* Begin *
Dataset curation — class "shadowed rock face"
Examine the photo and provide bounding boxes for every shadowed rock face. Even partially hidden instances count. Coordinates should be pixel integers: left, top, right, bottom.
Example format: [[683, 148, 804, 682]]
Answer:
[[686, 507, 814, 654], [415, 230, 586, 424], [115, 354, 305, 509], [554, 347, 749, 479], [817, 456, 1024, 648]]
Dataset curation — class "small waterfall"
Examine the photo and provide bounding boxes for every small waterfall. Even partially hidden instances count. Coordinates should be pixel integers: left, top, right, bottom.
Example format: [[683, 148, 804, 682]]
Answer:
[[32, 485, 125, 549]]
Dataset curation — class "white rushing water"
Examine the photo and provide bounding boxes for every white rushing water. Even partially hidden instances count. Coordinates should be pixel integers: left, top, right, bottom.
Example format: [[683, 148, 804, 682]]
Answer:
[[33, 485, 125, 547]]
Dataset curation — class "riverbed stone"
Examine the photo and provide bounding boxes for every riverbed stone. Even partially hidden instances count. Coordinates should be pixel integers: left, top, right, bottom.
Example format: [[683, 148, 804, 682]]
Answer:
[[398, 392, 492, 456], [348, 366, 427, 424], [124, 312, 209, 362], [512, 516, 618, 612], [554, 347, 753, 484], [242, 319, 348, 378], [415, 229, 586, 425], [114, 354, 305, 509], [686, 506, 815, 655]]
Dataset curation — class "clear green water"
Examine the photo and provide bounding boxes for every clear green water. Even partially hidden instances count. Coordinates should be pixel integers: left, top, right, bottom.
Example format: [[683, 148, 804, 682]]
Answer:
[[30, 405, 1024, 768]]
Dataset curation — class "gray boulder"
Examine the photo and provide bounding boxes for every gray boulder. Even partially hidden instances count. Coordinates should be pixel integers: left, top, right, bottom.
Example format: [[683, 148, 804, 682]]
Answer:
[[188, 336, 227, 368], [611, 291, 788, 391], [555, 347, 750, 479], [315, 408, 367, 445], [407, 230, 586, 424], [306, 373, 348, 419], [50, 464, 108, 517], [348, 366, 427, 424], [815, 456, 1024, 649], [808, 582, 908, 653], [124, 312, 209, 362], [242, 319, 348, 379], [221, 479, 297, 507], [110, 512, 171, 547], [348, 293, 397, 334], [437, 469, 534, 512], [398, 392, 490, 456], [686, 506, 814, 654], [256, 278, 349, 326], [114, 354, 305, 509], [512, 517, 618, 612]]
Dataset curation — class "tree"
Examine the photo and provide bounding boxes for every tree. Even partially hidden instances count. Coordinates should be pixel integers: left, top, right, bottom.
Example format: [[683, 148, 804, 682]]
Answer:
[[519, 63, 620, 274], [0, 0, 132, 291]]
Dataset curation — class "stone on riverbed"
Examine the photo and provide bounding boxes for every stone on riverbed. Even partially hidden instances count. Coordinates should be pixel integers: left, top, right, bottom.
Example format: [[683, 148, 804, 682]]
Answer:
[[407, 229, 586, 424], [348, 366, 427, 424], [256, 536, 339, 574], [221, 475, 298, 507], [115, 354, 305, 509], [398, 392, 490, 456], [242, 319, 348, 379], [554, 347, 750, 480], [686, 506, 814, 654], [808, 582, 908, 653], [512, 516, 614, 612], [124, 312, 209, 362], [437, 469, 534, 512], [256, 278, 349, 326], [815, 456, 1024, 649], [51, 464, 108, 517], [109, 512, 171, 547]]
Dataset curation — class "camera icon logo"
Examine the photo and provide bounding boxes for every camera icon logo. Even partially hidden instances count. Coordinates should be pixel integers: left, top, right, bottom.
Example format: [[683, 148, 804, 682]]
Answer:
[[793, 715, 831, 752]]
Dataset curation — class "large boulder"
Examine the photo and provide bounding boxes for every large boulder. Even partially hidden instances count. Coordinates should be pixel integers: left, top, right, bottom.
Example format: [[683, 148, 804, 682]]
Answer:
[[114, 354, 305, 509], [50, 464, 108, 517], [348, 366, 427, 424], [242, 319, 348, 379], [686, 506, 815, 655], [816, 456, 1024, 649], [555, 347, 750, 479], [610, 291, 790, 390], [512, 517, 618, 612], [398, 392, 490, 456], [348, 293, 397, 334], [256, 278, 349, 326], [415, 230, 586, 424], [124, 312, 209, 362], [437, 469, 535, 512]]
* End *
◆ **Problem to work on**:
Extract every line of the records that contains the word "bottom", copying each one in full.

◆ **Response to the task**:
Examine the photo and provide bounding boxes for every shadowed rock face. Even partially hidden instances count. Coordinates should be pixel integers: left, top, right, bottom.
Examine the photo and provide bounding boxes for every small waterfall. Even partially hidden instances count. Coordinates should be pixel integers: left, top, right, bottom.
Examine the photo and provide bounding boxes for every white rushing water. Even partially hidden instances count. Coordinates should be pixel integers: left, top, right, bottom.
Examine the photo and provide bounding boxes for every riverbed stone. Even partially hidden instances count. Coordinates should be pixel integers: left, top, right, bottom.
Examine the photo and provide bounding boxes for every clear green water. Even partially hidden instances count. Coordinates should be pixel integers: left, top, right, bottom.
Examine the photo and provide bounding boxes for every gray boulder. Even partially hidden instances count. Coordinates should be pixel integers: left, top, right, bottom.
Examine the photo and provide bounding boxes for every tree. Even partially hidden instances count. Coordinates should be pixel integers: left, top, right, bottom.
Examine the photo and provide bounding boxes for every stone on riverbed. Even partially hidden instances count. Coordinates should be pixel integers: left, top, right, bottom.
Examine the photo and provide bounding boxes for every camera icon logo. Even partially hidden instances count. Coordinates should be pixel integers: left, top, right, bottom.
Examine the photo and provide bounding boxes for every large boulder. Even partially hidden instances count. Coordinates should be pixel integers: left, top, right, bottom.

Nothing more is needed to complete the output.